Supplied text:
···

Such distributions are likely to occur in respect of shares purchased at a time
when the Fund's net asset value reflects gains that are either unrealized, or
realized but not distributed. Such realized gains may be required to be
distributed even when the Fund's net asset value also reflects unrealized
losses. Distributions are taxable to a shareholder even if they are paid from
income or gains earned by the Fund prior to the shareholder''s investment (and
thus included in the price paid by the shareholders).

  Securities Issued or Purchased at a Discount.  The Fund's investment in
securities issued at a discount and certain other obligations will (and
investments in securities purchased at a discount may) require the Fund to
accrue and distribute income not yet received. In order to generate sufficient
cash to make the requisite distributions, the Fund may be required to sell
securities in its portfolio that it otherwise would have continued to hold.

  Capital Loss Carryover.  Distributions from capital gains are generally made
after applying any available capital loss carryovers.

  Sale or Redemption of Shares.  The sale, exchange or redemption of Fund shares
may give rise to a gain or loss. In general, any gain or loss realized upon a
taxable disposition of shares will be treated as long-term capital gain or loss
if the shares have been held for more than 12 months. Otherwise the gain or loss
on the taxable disposition of Fund shares will be treated as short-term capital
gain or loss. However, if a shareholder sells shares at a loss within six months
of purchase, any loss will be disallowed for federal income tax purposes to the
extent of any exempt-interest dividends received on such shares. In addition,
any loss realized upon a taxable disposition of shares held for six months or
less but not disallowed as provided in the preceding sentence will be treated as
long-term, rather than short-term, to the extent of any long-term

                                       49


capital gain distributions received by the shareholder with respect to the
shares. All or a portion of any loss realized upon a taxable disposition of Fund
shares will be disallowed if other shares of the Fund are purchased within 30
days before or after the disposition. In such a case, the basis of the newly
purchased shares will be adjusted to reflect the disallowed loss.

···

Entries provided:
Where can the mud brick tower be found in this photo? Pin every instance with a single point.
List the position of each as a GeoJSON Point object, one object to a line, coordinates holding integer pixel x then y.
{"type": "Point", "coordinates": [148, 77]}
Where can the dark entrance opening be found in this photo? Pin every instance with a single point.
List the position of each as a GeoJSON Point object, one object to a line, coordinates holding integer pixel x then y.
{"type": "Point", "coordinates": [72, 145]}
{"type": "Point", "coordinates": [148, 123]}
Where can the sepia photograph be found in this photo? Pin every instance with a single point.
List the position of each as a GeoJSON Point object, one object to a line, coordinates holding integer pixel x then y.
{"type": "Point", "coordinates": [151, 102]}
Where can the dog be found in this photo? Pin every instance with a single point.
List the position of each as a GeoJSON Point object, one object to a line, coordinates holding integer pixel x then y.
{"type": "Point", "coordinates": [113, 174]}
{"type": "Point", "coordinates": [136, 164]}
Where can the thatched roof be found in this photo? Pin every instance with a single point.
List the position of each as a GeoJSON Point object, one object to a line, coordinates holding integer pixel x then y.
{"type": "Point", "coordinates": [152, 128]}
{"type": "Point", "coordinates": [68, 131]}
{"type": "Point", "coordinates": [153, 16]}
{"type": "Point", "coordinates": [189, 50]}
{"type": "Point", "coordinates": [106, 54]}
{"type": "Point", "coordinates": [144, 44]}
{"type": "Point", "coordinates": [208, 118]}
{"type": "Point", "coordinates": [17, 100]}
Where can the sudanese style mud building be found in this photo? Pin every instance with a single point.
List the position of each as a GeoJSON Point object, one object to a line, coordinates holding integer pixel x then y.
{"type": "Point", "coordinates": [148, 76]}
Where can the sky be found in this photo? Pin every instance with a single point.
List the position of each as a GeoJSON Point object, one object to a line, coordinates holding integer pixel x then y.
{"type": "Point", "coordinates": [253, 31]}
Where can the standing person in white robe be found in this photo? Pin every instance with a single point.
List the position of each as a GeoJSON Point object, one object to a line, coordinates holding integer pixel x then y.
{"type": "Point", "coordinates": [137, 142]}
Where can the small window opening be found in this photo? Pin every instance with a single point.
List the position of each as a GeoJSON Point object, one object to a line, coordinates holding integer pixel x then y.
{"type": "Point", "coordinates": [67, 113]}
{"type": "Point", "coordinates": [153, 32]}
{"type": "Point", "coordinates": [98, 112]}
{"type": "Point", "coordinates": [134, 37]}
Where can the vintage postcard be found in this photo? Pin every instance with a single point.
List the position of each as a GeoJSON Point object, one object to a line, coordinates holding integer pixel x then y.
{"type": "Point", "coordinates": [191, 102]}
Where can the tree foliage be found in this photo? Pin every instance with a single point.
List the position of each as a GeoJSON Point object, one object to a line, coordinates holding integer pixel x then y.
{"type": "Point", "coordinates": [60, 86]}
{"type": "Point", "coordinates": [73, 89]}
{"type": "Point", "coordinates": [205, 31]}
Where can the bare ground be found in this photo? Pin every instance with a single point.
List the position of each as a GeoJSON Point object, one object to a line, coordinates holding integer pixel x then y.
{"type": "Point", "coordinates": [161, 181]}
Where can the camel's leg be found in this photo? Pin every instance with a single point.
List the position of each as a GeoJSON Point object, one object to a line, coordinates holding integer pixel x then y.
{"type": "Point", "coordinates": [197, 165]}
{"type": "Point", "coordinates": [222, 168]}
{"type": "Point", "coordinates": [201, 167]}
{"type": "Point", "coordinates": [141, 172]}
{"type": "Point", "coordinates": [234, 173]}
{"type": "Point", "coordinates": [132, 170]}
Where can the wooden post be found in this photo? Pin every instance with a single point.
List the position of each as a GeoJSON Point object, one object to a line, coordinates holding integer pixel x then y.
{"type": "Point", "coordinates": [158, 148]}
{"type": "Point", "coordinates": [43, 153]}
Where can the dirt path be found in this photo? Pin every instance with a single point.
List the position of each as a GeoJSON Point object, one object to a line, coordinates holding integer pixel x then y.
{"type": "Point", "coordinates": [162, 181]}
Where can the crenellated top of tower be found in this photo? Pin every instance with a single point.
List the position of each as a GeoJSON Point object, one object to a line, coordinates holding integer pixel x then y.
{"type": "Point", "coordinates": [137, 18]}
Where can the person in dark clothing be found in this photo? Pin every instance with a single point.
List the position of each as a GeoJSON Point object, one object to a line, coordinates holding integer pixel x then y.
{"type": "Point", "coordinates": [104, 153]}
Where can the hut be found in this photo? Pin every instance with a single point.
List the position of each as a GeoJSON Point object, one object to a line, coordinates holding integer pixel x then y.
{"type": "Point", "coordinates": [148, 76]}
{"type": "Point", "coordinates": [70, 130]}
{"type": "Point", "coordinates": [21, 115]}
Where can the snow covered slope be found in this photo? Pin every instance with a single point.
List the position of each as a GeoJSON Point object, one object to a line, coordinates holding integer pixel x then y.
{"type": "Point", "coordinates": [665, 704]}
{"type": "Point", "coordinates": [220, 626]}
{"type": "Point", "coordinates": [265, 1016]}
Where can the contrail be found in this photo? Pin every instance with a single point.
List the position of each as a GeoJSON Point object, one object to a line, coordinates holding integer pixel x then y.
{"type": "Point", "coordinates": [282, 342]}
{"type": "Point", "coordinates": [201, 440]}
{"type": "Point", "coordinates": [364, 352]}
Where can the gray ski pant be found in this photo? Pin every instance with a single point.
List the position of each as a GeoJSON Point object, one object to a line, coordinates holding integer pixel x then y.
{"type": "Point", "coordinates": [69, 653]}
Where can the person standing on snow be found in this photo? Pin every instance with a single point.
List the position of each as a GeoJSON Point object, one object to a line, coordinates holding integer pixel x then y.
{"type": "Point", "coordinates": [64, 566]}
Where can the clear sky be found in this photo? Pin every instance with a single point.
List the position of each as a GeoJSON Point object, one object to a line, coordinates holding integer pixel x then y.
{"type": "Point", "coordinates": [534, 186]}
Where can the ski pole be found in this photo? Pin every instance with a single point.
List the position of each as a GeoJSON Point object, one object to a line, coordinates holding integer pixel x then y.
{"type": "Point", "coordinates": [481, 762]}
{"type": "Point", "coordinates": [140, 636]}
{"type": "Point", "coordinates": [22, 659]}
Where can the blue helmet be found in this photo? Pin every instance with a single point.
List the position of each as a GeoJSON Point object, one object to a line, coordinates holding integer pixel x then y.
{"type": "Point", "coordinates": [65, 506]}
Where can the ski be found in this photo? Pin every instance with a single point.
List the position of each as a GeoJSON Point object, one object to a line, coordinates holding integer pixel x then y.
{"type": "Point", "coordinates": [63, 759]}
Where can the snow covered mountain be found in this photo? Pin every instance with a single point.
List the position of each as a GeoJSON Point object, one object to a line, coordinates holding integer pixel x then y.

···

Task set:
a. In the passage on fund taxation, how long must Fund shares be held for a gain or loss on their taxable disposition to be treated as long-term?
b. Proceed with the passage on fund taxation, picking up after its final sentence.

Answers for the exercise:
a. More than 12 months.

b.
  From time to time the Fund may make a tender offer for its Common Shares.  It
is expected that the terms of any such offer will require a tendering
shareholder to tender all Common Shares and dispose of all APS, held, or
considered under certain attribution rules of the Code to be held, by such
shareholder.  Shareholders who tender all Common Shares and dispose of all APS
held, or considered to be held, by them will be treated as having sold their
shares and generally will realize a capital gain or loss.  If a shareholder
tenders fewer than all of its Common Shares, or retains a substantial portion
of its APS, such shareholder may be treated as having received a taxable
dividend upon the tender of its Common Shares.  In such a case, there is a
remote risk that non-tendering shareholders will be treated as having received
taxable distributions from the Fund.  Likewise, if the Fund redeems some but not
all of the APS held by a holder of APS and such shareholder is treated as having
received a taxable dividend upon such redemption, there is a remote risk that
Common Shareholders and non-redeeming holders of APS will be treated as having
received taxable distributions from the Fund.  To the extent that the Fund
recognizes net gains on the liquidation of portfolio securities to meet such
tenders of Common Shares, the Fund will be required to make additional
distributions to its shareholders.

  Backup Withholding.  The Fund generally is required to withhold and remit to
the U.S. Treasury a percentage of the taxable dividends and other distributions
paid to any individual shareholder who fails to properly furnish the Fund with a
correct taxpayer identification number (TIN), who has under-reported dividend
or interest income, or who fails to certify to the Fund that he or she is not
subject to such withholding.  Pursuant to recently enacted tax legislation, the
backup withholding tax rate will be (i) 30.5% for amounts paid after August 6,
2001 through the end of 2001, (ii) 30% for amounts paid during 2002 and 2003,
(iii) 29% for amounts paid during 2004 and 2005, and (iv) 28% for amounts paid
during 2006 through 2010.   This legislation will expire and the backup
withholding rate will be 31% for amounts paid after December 31, 2010, unless
Congress enacts tax legislation providing otherwise.

  The Service recently revised its regulations affecting the application to
foreign investors of the back-up withholding and withholding tax rules described
above. The new regulations are generally effective for payments made after
December 31, 2000. In some circumstances, the new rules increase the
certification and filing requirements imposed on foreign investors in order to
qualify for exemption from the back-up withholding tax rates and for reduced
withholding tax rates under income tax treaties. Foreign investors in the Fund
should consult their tax advisers with respect to the potential application of
these new regulations.

  General.  The federal income tax discussion set forth above is for
general information only.  Prospective investors should consult their tax
advisers regarding the specific federal tax consequences of purchasing, holding,
and disposing of shares of the Fund, as well as the effects of state, local and
foreign tax law and any proposed tax law changes.

                                       50


     STATE TAX MATTERS.  Tax matters pertaining to California are set forth in
Appendix B.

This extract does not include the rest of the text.